Data listing
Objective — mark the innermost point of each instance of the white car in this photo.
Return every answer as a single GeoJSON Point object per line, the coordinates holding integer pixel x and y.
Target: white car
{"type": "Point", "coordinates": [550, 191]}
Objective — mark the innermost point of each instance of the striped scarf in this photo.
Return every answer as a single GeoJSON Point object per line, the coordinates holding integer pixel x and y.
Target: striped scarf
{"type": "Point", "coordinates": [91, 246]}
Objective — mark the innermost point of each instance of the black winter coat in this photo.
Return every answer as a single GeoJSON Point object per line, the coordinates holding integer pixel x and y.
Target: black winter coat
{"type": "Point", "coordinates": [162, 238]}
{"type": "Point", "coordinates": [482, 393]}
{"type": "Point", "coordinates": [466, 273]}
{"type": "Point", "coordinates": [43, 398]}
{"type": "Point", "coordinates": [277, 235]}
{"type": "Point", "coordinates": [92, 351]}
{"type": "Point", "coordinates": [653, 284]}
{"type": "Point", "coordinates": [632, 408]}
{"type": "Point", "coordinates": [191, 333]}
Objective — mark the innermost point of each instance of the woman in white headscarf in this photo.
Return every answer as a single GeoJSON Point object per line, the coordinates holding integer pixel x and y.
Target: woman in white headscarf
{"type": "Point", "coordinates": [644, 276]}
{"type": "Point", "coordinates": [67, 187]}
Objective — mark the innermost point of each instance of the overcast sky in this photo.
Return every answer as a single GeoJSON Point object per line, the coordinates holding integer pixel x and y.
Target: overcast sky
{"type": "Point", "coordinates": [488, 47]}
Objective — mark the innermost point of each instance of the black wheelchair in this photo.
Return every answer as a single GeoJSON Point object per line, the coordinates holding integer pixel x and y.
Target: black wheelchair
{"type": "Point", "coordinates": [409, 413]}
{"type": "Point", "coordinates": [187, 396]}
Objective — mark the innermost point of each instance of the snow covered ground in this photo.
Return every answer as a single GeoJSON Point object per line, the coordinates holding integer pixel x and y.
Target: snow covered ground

### Written problem
Reproduce every line of the data listing above verbatim, keeping the original order.

### Expected output
Objective — mark the innermost point of each instance of the white car in this photo.
Return every answer as a single GeoJSON Point object per line, the coordinates holding integer pixel x and y.
Target: white car
{"type": "Point", "coordinates": [550, 191]}
Objective — mark the innermost point of each instance of the striped scarf in this photo.
Return every answer as a single GeoJSON Point object per line, the coordinates holding integer pixel x and y.
Target: striped scarf
{"type": "Point", "coordinates": [91, 246]}
Objective — mark the innermost point of each instance of the black winter coat in this photo.
Return every answer as a single GeoJSON Point object per line, the coordinates holding integer pixel x and y.
Target: black winter coat
{"type": "Point", "coordinates": [162, 238]}
{"type": "Point", "coordinates": [482, 393]}
{"type": "Point", "coordinates": [466, 273]}
{"type": "Point", "coordinates": [43, 398]}
{"type": "Point", "coordinates": [277, 235]}
{"type": "Point", "coordinates": [92, 351]}
{"type": "Point", "coordinates": [653, 284]}
{"type": "Point", "coordinates": [632, 408]}
{"type": "Point", "coordinates": [191, 333]}
Objective — mark the innermost point of each instance of the woman in white headscarf in this photo.
Return every answer as a single GeoJSON Point object per line, the coordinates holding integer pixel x and y.
Target: woman in white headscarf
{"type": "Point", "coordinates": [644, 276]}
{"type": "Point", "coordinates": [67, 187]}
Objective — mark the innermost point of each instance of the overcast sky in this photo.
Return every answer as a single GeoJSON Point object per line, the coordinates holding integer pixel x and y.
Target: overcast sky
{"type": "Point", "coordinates": [488, 47]}
Objective — mark the innermost point of each instance of the black wheelchair in this photo.
Return every answer as a single GeoJSON Point object per line, the coordinates holding integer pixel x and y.
Target: black wheelchair
{"type": "Point", "coordinates": [409, 413]}
{"type": "Point", "coordinates": [187, 396]}
Objective — mark the innermost point of each instance of the snow covered ground in this photo.
Return every answer as a single GeoJSON Point object per line, the coordinates holding integer pixel x and y.
Target: snow covered ground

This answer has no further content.